> [Halaman]
==================================================

Tuesday, April 1, 2014

Maling kayu Jati Bawean dilindungi oknum polisi

Maling kayu Jati Bawean dilindungi oknum polisi



Dr. Jazuni, SH, MH (Advokat)


PENEBANGAN liar yang yang terjadi di pulau Bawean bukan hal yang baru terjadi. Penjarah hutan bekerja sama dengan aparat penegak hukum, masyarakat yang mencoba mengungkap tidak punya nyali kuat. Apalagi, ini sedah menjadi korporasi kuat, harapan masyarakat kasus ini bisa terungkap dan diproses sesuai undang-undang yang berlaku.


Baca juga: Oknum kehutanan peras puluhan juta "maling" kayu jati dan Maling kayu Jati Bawean jadi obyek oknum polisi


Penebangan liar atau “maling” kayu milik negara sudah meresahkan masyarakat sejak dulu, dan masyarakat sudah tahu siapa pelaku dan bekingnya. Namun, masyarkat tidak bisa berbuat apa-apa,

pemerintah seharusnya serius ketika masyarakat sudah mulai tumbuh keyakinan terhadap penegak hukum untuk betul-betul memproses kasus tersebut.


Saya, Dr. Jazuni, SH, MH, Advokat tinggal di Jl. Bintara X/AA/62 Bekasi Barat, lahir di Pulau Bawean Kabupaten Gresik dan sejak tahun 2011 sering berada di Bawean dalam rangka merintis usaha

pertanian terpadu. Dengan ini melaporkan penebangan liar dalam kawasan hutan konservasi Bawean.


Dari bekas-bekasnya, tampak bahwa penebangan liar ini sering terjadi dan berlangsung sejak lama. Ada pun yang saya laporkan ini adalah:

1. Penebangan liar kayu jati di dekat Dusun Sungai Wungur Desa Diponggo Kecamatan Tambak;


2. Penebangan liar kayu mangopa di hutan yang oleh masyarakat sekitar disebut Geligir Barat, ada yang menyebut Songai Benge. Untuk dua penebangan liar ini saya dan beberapa orang teman sempat

melakukan investigasi (dan memiliki foto dokumentasi).

==================================================

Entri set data
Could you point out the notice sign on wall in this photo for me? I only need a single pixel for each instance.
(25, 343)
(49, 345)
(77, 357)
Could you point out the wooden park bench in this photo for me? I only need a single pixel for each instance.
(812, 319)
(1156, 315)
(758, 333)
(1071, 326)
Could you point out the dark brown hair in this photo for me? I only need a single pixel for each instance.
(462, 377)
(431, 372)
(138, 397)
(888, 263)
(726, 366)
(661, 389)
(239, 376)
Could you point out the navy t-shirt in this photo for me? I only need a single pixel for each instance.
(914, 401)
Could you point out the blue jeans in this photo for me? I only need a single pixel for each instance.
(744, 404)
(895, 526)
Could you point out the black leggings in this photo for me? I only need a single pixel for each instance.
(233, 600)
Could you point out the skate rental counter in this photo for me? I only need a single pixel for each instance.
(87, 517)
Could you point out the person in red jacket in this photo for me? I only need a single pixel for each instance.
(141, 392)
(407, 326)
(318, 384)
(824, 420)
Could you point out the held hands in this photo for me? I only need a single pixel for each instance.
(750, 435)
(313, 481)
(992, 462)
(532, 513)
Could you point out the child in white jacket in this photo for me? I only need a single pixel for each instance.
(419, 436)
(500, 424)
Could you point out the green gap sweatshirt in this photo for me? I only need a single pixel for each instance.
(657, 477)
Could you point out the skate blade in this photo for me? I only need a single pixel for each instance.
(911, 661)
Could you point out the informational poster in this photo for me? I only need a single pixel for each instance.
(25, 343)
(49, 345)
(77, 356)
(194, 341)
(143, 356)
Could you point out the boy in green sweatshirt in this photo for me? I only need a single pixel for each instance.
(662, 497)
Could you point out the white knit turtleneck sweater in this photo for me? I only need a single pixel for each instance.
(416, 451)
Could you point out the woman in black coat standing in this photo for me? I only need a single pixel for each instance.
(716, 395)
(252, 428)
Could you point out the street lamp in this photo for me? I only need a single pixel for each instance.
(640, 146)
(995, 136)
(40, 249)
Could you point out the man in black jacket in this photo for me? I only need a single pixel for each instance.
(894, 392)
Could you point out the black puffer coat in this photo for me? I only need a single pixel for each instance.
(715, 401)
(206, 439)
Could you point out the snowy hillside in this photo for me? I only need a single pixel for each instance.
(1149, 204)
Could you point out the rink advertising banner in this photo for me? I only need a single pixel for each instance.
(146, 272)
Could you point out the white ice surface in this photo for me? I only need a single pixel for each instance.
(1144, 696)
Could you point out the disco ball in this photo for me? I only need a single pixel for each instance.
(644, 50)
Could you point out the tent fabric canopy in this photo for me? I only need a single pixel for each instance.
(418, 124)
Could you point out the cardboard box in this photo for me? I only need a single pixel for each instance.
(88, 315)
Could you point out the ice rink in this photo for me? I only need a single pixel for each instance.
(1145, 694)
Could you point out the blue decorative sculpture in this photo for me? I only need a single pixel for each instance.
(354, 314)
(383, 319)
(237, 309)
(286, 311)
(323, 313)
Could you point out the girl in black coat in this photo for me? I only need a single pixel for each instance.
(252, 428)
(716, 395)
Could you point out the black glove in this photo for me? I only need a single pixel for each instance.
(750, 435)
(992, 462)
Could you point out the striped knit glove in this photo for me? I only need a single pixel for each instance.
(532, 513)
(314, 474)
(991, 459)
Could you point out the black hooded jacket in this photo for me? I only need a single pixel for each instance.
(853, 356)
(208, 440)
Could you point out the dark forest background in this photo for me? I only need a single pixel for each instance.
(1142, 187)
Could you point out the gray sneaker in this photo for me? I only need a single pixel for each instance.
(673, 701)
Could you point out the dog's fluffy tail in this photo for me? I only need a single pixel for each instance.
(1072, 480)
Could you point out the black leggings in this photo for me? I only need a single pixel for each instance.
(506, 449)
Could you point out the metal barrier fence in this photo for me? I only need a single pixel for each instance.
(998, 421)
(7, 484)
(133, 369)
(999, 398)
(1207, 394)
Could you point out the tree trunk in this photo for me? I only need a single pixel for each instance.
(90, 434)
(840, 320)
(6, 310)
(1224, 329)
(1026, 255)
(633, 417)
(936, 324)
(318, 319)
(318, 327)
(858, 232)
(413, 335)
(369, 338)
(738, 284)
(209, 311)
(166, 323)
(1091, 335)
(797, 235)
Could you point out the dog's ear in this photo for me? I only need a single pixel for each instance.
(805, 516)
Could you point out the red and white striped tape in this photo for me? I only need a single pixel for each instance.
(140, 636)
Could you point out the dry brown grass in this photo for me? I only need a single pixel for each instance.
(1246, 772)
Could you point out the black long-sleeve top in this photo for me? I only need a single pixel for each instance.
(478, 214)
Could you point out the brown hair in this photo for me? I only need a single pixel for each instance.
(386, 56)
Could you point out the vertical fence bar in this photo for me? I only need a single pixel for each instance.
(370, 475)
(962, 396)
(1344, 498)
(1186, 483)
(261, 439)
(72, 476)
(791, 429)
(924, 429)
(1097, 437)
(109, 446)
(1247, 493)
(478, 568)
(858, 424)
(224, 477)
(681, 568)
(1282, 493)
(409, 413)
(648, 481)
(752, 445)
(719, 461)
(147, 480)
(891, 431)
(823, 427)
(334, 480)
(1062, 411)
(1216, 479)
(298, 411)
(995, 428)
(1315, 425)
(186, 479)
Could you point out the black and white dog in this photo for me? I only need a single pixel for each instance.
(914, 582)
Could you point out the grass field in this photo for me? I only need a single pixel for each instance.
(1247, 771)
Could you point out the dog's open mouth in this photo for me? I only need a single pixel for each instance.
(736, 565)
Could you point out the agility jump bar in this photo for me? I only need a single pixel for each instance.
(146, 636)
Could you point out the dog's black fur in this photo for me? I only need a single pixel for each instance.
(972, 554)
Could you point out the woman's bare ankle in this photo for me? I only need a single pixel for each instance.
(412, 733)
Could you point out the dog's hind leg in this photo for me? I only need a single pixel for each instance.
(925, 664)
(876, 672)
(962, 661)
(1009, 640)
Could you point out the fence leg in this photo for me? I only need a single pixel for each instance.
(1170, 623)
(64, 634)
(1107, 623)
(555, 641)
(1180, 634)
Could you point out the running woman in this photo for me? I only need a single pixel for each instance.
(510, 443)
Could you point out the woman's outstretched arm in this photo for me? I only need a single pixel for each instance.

==================================================

> [Tugas]
Ganti "merintis" dengan "mengembangkan" pada bagian tulisan tentang penebangan liar di Bawean yang dimulai dari kata-kata "Saya, Dr. Jazuni, SH, MH, Advokat" dan berakhir setelah "hutan konservasi Bawean.". Tuliskan bagian itu kembali dengan penggantian tersebut.

> [Hasil Akhir]
Saya, Dr. Jazuni, SH, MH, Advokat tinggal di Jl. Bintara X/AA/62 Bekasi Barat, lahir di Pulau Bawean Kabupaten Gresik dan sejak tahun 2011 sering berada di Bawean dalam rangka mengembangkan usaha

pertanian terpadu. Dengan ini melaporkan penebangan liar dalam kawasan hutan konservasi Bawean.